• Requirements
Rescale the rows from the start through the line containing "[274,73,297,131]", reproducing each of those lines in full, requests included, and nothing beyond them. Multiply every bounding-box coordinate in the answers by 0.2 and round to whole numbers, with halves rounded up.
=== Records for the task ===
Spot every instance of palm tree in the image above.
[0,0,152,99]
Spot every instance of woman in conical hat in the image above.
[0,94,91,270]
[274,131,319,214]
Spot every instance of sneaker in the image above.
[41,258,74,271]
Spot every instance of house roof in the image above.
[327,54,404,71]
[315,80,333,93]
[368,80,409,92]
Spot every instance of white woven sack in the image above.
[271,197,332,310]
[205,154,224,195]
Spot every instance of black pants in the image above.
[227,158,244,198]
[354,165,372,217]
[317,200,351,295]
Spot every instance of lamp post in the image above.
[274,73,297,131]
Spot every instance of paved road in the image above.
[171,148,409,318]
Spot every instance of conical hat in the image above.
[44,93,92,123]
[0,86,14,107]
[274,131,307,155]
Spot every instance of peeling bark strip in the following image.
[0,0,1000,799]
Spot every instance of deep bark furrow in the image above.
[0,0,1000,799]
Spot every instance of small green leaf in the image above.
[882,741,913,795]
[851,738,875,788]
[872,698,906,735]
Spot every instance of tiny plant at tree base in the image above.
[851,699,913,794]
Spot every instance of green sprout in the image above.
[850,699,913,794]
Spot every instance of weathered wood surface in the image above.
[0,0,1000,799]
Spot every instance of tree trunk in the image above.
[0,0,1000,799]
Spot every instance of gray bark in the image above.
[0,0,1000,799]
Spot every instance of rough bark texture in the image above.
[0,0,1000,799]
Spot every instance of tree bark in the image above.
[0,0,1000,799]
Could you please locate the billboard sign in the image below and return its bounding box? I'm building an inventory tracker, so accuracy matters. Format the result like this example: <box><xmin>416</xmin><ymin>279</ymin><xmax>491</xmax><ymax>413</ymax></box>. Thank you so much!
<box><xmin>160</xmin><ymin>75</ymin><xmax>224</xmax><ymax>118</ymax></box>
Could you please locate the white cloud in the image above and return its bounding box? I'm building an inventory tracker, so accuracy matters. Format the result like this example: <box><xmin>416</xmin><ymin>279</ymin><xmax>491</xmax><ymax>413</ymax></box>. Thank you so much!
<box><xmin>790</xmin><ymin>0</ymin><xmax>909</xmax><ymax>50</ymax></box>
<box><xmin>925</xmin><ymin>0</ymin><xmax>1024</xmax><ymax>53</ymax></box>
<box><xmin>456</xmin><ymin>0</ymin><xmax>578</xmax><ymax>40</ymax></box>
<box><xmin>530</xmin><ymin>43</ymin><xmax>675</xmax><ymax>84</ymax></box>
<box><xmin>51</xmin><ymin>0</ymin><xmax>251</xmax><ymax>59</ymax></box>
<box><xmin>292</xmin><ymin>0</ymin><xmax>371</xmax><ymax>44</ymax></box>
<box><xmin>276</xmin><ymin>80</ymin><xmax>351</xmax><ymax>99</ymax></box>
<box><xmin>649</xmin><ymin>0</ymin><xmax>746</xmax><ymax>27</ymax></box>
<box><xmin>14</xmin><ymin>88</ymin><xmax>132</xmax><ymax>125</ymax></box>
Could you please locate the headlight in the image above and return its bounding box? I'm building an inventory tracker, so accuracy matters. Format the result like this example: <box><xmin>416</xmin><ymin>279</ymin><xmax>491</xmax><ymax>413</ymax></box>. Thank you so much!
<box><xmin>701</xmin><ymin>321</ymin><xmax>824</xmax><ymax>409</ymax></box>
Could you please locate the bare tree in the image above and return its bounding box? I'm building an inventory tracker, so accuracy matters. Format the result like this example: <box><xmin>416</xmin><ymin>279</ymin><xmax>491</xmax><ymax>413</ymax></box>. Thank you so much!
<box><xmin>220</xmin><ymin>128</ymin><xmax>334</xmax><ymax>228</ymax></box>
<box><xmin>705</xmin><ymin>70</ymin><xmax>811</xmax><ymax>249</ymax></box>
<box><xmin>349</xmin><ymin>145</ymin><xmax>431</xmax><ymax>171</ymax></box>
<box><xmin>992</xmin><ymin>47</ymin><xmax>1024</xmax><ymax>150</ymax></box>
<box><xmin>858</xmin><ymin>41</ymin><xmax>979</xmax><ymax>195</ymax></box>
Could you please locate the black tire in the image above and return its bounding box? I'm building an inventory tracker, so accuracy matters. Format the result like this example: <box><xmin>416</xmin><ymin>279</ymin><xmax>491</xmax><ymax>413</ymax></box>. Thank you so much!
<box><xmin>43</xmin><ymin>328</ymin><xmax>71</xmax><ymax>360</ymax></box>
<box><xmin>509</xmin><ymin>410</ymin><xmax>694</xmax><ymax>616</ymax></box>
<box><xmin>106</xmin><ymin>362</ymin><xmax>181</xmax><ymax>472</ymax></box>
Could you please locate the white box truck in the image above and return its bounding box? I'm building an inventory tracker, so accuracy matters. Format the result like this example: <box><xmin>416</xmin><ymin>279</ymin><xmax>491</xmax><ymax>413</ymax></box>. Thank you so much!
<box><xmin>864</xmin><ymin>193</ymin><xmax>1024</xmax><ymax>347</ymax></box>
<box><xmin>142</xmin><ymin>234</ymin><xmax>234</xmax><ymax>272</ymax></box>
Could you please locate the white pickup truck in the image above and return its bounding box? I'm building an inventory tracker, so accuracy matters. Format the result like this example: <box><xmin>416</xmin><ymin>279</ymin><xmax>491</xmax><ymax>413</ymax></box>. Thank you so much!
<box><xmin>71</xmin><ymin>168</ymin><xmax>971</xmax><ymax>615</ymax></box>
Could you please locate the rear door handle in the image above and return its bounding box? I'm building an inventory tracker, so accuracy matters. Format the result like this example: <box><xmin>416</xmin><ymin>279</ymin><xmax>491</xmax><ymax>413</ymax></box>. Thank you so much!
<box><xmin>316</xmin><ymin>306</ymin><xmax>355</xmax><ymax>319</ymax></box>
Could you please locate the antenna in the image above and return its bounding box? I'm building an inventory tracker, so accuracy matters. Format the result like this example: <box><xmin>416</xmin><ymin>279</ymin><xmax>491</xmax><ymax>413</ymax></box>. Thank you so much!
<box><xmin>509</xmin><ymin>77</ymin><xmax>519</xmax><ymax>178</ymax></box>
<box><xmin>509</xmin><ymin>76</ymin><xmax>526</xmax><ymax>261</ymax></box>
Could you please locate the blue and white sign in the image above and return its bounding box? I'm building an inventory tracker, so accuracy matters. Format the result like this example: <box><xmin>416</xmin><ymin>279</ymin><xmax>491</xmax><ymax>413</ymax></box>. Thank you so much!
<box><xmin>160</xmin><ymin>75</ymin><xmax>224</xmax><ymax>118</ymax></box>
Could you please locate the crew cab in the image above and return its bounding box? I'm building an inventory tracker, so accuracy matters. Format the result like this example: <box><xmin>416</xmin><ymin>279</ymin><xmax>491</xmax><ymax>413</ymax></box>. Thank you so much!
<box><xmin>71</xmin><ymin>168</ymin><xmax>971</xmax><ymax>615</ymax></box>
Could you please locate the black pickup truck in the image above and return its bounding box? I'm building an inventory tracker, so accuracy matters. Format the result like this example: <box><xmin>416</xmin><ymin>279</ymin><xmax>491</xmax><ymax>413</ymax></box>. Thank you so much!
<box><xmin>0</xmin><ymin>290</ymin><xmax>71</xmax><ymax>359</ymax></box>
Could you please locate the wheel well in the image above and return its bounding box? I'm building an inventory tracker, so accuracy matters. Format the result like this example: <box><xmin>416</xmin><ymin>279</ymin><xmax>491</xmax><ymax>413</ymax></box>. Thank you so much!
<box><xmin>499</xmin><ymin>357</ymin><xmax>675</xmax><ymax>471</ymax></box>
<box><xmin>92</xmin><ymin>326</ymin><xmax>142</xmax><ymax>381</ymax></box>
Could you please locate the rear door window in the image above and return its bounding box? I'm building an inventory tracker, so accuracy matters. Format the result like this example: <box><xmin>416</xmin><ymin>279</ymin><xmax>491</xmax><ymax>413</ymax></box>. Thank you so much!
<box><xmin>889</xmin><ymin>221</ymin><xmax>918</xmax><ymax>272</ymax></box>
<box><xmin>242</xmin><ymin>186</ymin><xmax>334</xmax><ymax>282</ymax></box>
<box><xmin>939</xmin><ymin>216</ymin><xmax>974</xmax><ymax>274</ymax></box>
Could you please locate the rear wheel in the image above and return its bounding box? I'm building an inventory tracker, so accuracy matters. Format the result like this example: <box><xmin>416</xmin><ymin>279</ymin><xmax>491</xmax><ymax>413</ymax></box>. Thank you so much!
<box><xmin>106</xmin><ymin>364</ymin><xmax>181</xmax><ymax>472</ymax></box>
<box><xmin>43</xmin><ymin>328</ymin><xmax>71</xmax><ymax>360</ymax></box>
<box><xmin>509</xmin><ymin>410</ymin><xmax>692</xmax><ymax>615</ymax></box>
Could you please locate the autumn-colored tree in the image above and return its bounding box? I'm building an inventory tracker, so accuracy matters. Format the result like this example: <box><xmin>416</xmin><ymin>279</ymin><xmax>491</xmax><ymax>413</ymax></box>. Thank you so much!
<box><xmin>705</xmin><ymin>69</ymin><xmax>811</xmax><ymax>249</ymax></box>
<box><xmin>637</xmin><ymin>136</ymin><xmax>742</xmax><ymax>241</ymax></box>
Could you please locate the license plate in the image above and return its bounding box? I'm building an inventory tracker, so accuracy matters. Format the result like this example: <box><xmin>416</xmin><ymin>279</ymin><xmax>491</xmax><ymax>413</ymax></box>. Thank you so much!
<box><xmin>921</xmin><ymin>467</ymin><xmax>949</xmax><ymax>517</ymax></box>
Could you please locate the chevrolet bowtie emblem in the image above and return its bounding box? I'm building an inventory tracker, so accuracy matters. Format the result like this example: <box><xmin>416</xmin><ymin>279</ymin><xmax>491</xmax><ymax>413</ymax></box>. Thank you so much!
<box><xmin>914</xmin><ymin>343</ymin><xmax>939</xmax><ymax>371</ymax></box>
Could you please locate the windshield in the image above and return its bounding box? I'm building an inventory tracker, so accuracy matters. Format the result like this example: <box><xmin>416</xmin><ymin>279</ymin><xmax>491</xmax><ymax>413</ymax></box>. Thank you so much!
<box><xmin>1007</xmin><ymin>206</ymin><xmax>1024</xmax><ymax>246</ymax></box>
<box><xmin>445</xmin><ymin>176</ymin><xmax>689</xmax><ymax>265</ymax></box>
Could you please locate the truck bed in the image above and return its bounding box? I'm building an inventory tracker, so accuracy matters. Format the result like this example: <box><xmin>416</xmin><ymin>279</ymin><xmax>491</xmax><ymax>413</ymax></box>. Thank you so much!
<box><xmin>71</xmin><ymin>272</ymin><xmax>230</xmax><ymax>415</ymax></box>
===
• Final result
Spot every instance of palm tree in the image above.
[0,0,30,20]
Spot every instance of woman in conical hat in the image above.
[0,19,18,54]
[55,26,64,43]
Spot every instance of sneaker in the image above.
[8,52,15,54]
Spot every instance of house roof in the image above.
[65,11,81,14]
[63,16,67,19]
[74,16,82,18]
Spot every instance of white woven sack in the image above.
[54,39,66,62]
[41,31,45,39]
Spot every instance of black pants in the image above.
[45,32,49,40]
[71,33,74,43]
[63,40,70,59]
Spot every instance of lamp post in the image above.
[55,15,59,26]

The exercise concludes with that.